▶ [WHAT YOU WILL DO]:
Print out the data below with every line intact.
### DATA SHOWN ###
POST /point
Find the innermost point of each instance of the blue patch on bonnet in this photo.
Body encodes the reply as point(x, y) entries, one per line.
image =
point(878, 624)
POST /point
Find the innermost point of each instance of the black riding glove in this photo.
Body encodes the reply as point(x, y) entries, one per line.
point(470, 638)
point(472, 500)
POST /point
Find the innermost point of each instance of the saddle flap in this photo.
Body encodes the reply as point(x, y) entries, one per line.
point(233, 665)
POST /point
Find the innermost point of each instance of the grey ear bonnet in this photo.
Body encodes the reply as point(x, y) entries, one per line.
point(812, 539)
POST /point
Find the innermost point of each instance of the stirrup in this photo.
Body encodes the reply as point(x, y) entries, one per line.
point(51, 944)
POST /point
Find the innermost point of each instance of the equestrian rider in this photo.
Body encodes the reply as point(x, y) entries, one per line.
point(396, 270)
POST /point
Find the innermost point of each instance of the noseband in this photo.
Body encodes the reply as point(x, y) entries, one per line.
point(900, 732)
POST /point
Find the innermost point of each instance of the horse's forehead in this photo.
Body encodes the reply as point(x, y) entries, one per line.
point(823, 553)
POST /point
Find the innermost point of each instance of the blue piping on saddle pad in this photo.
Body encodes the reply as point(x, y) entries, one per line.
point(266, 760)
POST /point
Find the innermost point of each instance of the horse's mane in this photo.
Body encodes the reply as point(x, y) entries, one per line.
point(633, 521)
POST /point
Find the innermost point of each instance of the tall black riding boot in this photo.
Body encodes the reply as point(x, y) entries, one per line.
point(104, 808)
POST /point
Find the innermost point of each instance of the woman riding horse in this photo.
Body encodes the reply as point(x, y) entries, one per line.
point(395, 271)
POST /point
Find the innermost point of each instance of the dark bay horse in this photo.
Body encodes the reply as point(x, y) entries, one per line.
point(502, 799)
###
▶ [TASK SOLUTION]:
POST /point
Find the innermost point of each instance of the blue patch on bonnet in this photo.
Body encodes the reply as point(x, y) entries, one per line.
image =
point(878, 624)
POST /point
Find the innermost point of each instance of the black riding glove in this photo.
Body encodes the reply as point(x, y) entries, one per line.
point(470, 638)
point(472, 500)
POST /point
Find the innermost point of each instance of the saddle flap in this photo.
Body encodes the reply as point(x, y) entries, one per line.
point(233, 665)
POST /point
Find the innermost point of each instance of the grey ear bonnet in this photo.
Body encodes the reply as point(x, y) entries, one per line.
point(812, 539)
POST /point
Find the innermost point of each instance of the stirrup in this photo.
Body encodes the reply as point(x, y) entries, one per line.
point(51, 944)
POST /point
Find the innermost point of each instance of the equestrian rider in this photo.
Body encodes the reply as point(x, y) entries, one per line.
point(396, 270)
POST /point
Find the innermost point of each instance of the noseband in this photo.
Body encodes the reply as point(x, y) entries, one per line.
point(900, 732)
POST /point
Find the innermost point of each instance of the horse's forehead in this photo.
Body encodes the reply as point(x, y) entries, one per line.
point(823, 553)
POST /point
Find the innermost point of each instance of the blue piping on saddle pad in this photo.
Body encodes the reply as point(x, y) entries, one per line.
point(266, 760)
POST /point
Find the innermost point of each instance of the horse's mane in this photo.
Body encodes the reply as point(x, y) entries, one per line.
point(633, 521)
POST /point
Find the innermost point of each instance of the tall black riding boot in this photo.
Body encodes the reply as point(x, y) entries, one per line.
point(104, 808)
POST /point
Find the innermost point of each instance of the woman riding horse in this photo.
Body encodes the reply as point(x, y) entries, one per line.
point(395, 271)
POST /point
Find the innermost point of each instance of the dark bay horse in this photo.
Body encodes the reply as point(x, y) entries, one per line.
point(502, 799)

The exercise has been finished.